Exercise set:
A – In the passage on firm inefficiency, why is the mean inefficiency of about 38% described as consistent with the earlier studies it cites? Answer in one to three sentences.
B – Please reproduce the passage on firm inefficiency word for word, from "Table 3 sets" to "is 54% (25%).".
C – List the efficiency groups into which the passage on firm inefficiency sorts the firms.

# Extract provided start

Table 3 sets out the average inefficiency of the sample firms. The mean
inefficiency over the entire period is approximately 38%. This finding is consistent with
those of Cummins and Zi (1998) and Yungert (1993), which also document inefficiency
in the range of 30% to about 40%.
[Insert Table 3]
Panel A of Table 4 shows the distribution of firms across the three efficiency
groups (consistently efficient, partially efficient, and consistently inefficient), as well as
the mean inefficiency of each group. About 25% of the firms are considered to be
consistently efficient, 27% consistently inefficient and the reminder partially efficient.
The average inefficiency of the consistently inefficient (efficient) firms is 54% (25%).

# Extract provided end
# Excerpted data start

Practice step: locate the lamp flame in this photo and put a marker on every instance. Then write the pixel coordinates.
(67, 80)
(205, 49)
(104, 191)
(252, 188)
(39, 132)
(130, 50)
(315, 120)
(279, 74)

# Excerpted data end

Solutions for each task:
A – The 38% mean inefficiency matches the studies by Cummins and Zi (1998) and Yungert (1993) because those studies also document inefficiency in the range of 30% to about 40%.

B –
Table 3 sets out the average inefficiency of the sample firms. The mean
inefficiency over the entire period is approximately 38%. This finding is consistent with
those of Cummins and Zi (1998) and Yungert (1993), which also document inefficiency
in the range of 30% to about 40%.
[Insert Table 3]
Panel A of Table 4 shows the distribution of firms across the three efficiency
groups (consistently efficient, partially efficient, and consistently inefficient), as well as
the mean inefficiency of each group. About 25% of the firms are considered to be
consistently efficient, 27% consistently inefficient and the reminder partially efficient.
The average inefficiency of the consistently inefficient (efficient) firms is 54% (25%).

C –
- Consistently efficient
- Partially efficient
- Consistently inefficient